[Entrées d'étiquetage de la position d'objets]
_____

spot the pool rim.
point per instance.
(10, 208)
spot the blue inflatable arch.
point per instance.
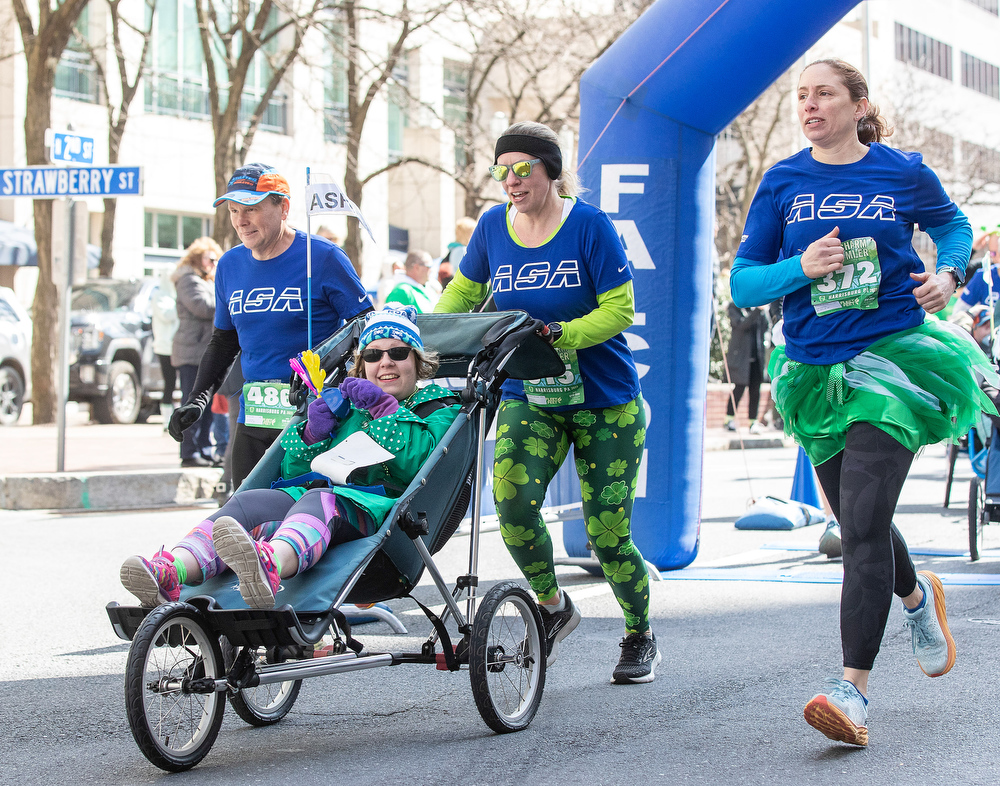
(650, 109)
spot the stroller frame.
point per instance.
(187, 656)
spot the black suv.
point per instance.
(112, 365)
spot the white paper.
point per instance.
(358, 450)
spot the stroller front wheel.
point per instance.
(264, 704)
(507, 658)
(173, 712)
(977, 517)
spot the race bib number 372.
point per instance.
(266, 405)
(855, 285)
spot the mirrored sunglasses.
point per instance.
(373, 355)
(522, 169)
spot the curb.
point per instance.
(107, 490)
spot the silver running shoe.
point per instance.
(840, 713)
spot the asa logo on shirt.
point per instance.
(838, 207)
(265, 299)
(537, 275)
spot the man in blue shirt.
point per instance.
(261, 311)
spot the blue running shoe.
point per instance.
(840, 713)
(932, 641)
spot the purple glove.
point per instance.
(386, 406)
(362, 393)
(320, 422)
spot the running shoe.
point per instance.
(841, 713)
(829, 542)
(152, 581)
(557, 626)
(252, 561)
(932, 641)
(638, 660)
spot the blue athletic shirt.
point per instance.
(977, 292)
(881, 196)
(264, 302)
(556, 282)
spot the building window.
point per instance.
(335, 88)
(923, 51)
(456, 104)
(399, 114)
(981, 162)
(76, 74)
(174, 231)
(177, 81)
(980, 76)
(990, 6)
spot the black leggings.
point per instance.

_____

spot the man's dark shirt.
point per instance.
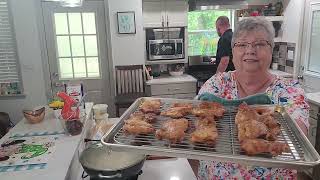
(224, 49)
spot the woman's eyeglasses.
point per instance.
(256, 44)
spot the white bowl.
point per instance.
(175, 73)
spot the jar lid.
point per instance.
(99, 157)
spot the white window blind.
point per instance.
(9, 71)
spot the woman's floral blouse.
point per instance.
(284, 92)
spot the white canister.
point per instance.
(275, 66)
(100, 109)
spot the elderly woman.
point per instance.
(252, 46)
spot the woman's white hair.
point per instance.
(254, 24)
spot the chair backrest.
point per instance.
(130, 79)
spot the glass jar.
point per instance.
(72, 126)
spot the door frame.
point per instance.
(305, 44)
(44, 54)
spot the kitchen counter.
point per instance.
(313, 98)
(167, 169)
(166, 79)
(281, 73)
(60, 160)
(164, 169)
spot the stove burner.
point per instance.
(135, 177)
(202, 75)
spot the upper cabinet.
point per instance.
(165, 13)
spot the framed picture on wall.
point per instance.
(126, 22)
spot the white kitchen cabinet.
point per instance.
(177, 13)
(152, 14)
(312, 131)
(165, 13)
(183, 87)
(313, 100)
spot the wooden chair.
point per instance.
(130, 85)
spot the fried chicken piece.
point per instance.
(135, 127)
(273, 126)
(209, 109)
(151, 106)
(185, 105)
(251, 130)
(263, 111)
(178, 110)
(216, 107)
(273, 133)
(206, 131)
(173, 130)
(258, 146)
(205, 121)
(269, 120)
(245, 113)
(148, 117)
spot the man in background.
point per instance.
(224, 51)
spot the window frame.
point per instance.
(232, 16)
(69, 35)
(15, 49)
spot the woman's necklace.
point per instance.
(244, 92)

_____

VOTRE TÂCHE:
Indiquez combien de lignes des données ci-dessus contiennent le mot « chair », en donnant uniquement ce nombre.

RÉSULTAT OBTENU:
2